◆ Recorded information
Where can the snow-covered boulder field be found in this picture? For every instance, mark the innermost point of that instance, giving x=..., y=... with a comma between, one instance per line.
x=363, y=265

* * *

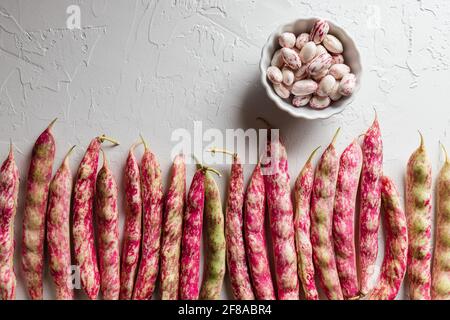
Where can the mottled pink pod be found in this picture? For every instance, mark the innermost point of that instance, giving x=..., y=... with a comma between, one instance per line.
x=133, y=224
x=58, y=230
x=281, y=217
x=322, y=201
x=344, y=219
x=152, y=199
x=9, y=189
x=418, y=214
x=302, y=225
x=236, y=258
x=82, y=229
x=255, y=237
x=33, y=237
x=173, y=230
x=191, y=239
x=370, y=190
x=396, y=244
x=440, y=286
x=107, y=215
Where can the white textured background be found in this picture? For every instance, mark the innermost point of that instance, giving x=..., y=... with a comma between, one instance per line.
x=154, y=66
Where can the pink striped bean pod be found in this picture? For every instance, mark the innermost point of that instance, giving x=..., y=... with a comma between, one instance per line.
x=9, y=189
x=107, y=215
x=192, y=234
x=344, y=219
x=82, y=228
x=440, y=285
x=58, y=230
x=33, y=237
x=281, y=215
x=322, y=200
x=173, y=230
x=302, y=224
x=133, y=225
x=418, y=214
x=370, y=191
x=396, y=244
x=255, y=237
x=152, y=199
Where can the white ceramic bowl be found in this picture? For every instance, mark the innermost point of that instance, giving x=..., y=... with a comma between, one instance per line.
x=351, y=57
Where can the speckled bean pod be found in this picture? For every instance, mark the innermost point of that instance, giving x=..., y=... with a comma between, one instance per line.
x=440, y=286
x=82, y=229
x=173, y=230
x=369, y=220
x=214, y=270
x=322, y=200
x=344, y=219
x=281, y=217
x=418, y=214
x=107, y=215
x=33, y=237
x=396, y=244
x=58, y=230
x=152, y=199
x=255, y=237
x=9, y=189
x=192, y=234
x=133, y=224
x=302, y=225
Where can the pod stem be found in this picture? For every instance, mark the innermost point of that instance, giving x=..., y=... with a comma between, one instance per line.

---

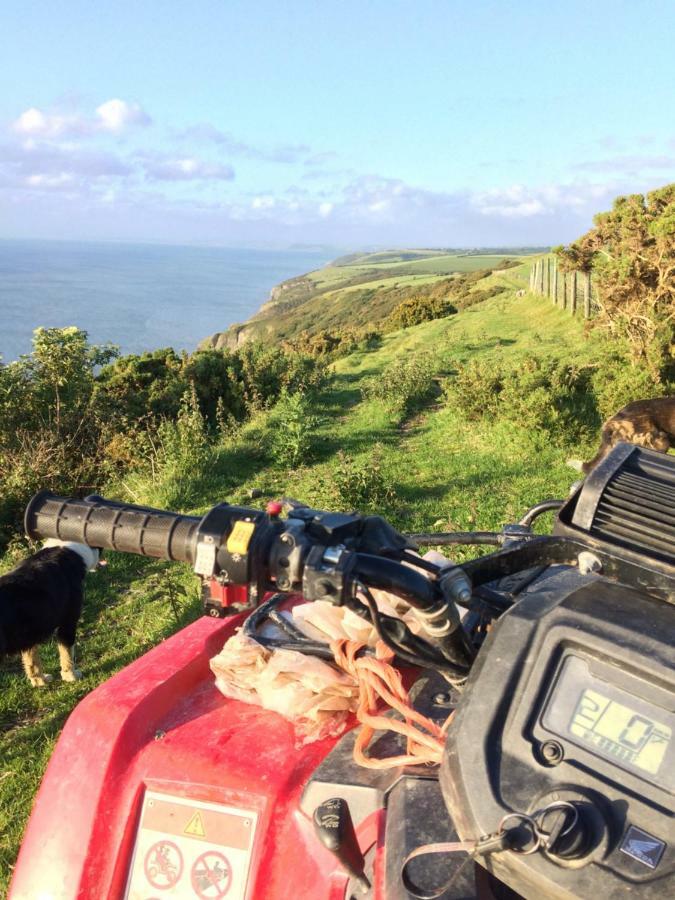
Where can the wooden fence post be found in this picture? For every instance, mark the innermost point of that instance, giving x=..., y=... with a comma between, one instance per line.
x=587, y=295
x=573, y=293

◆ Directions
Render the part of the material that opens with the line containing "Where can the white ceramic" and closes with the line containing "x=351, y=57" as a two-column CSV with the headers source and result. Put the text in source and its answer in result, quote every field, and turn any line breaks into spaces.

◆ The reply
source,result
"Where can the white ceramic bowl be found in this picture? For every instance, mark the innermost point of that instance, giving x=..., y=... with a comma between, one instance per line.","x=351, y=57"